--- The records ---
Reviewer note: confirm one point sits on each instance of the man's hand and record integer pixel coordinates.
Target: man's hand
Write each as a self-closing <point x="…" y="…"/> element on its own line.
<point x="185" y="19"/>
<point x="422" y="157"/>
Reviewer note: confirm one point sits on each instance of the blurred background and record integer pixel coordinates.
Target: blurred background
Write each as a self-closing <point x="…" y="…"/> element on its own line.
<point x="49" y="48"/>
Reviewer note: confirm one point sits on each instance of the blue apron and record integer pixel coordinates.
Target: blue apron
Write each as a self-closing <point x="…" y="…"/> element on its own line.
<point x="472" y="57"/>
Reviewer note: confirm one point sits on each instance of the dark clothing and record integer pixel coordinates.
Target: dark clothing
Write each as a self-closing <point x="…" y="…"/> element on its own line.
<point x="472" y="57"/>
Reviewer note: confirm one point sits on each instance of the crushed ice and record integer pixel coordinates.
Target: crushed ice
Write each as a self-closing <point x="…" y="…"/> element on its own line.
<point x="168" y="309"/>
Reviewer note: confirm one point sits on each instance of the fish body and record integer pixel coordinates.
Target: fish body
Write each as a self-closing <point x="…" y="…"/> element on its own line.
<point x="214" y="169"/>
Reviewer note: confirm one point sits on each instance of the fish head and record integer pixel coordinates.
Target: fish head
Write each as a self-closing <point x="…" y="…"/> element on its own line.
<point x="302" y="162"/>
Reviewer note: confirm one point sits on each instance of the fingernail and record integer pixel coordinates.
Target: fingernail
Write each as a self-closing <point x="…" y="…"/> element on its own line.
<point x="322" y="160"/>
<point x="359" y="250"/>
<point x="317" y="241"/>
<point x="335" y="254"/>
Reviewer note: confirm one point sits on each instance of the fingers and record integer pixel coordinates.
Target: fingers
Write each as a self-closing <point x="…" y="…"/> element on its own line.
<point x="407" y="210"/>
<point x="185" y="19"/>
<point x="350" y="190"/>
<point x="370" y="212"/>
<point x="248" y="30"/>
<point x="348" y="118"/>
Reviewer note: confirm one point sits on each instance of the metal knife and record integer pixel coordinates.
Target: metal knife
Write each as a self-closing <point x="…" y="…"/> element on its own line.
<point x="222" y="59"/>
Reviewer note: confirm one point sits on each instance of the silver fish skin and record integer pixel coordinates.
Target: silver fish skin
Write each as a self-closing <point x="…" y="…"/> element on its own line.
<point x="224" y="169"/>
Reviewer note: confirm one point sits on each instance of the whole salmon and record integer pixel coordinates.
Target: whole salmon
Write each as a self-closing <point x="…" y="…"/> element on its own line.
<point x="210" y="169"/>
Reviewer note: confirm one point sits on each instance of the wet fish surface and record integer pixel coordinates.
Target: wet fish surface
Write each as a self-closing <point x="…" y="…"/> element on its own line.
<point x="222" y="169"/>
---
◆ What is needed:
Please revise the material above by changing each "Reviewer note" to "Annotator note", keeping every other line and character the same.

◆ Response:
Annotator note: confirm one point sits on each instance of the man's hand and record integer pixel coordinates.
Target: man's hand
Write each as a self-closing <point x="…" y="…"/> element on its own line.
<point x="185" y="19"/>
<point x="422" y="157"/>
Annotator note: confirm one point sits on each instance of the blurred background and record integer pixel coordinates.
Target: blurred background
Write each as a self-closing <point x="…" y="…"/> element on its own line.
<point x="49" y="48"/>
Annotator note: confirm one point sits on each instance of the blue apron and record integer pixel coordinates.
Target: blue apron
Write each as a self-closing <point x="…" y="…"/> element on its own line.
<point x="472" y="57"/>
Annotator note: confirm one point sits on each instance of the dark clothing and record integer pixel coordinates.
Target: dark clothing
Write each as a self-closing <point x="…" y="…"/> element on its own line.
<point x="472" y="57"/>
Annotator note: confirm one point sits on each instance of the crushed ice and record integer pixel coordinates.
Target: crushed ice
Write each as a self-closing <point x="…" y="…"/> element on its own line.
<point x="168" y="309"/>
Annotator note: confirm one point sits on each instance of the fish body and record integer pixel coordinates.
Target: fish body
Write each as a self-closing <point x="…" y="…"/> element on its own line.
<point x="214" y="169"/>
Annotator note: confirm one point sits on each instance of the fish head and record integer pixel coordinates.
Target: fish head
Write each as a self-closing <point x="…" y="…"/> element on its own line.
<point x="302" y="162"/>
Annotator note: confirm one point sits on each instance of the fingernail and record integer pixel coordinates.
Target: fingernail
Write each as a self-closing <point x="…" y="…"/> element on its own line.
<point x="322" y="160"/>
<point x="359" y="250"/>
<point x="317" y="241"/>
<point x="335" y="254"/>
Annotator note: confirm one point sits on each instance of the fingers and record integer pixel coordinates.
Target: fingers
Write each as a self-closing <point x="…" y="…"/> element on its own line.
<point x="407" y="210"/>
<point x="185" y="19"/>
<point x="350" y="190"/>
<point x="370" y="212"/>
<point x="248" y="30"/>
<point x="348" y="118"/>
Annotator note: confirm one point sits on each instance of the metal knife and record integer pixel coordinates.
Target: metal knife
Write each as a self-closing <point x="…" y="…"/> element on its own line.
<point x="222" y="59"/>
Annotator note: confirm one point sits on each instance of the silver fish skin and record integer pixel coordinates.
Target: silver fish skin
Write each as a self-closing <point x="…" y="…"/> element on its own line.
<point x="224" y="169"/>
Annotator note: confirm one point sits on each instance of the whole salmon and record integer pixel coordinates.
Target: whole salmon
Write each as a self-closing <point x="…" y="…"/> element on its own line.
<point x="210" y="169"/>
Annotator note: confirm one point sits on each instance of the wet fish surface and record integer pixel coordinates.
Target: wet fish surface
Write each as a self-closing <point x="…" y="…"/> element on its own line.
<point x="222" y="169"/>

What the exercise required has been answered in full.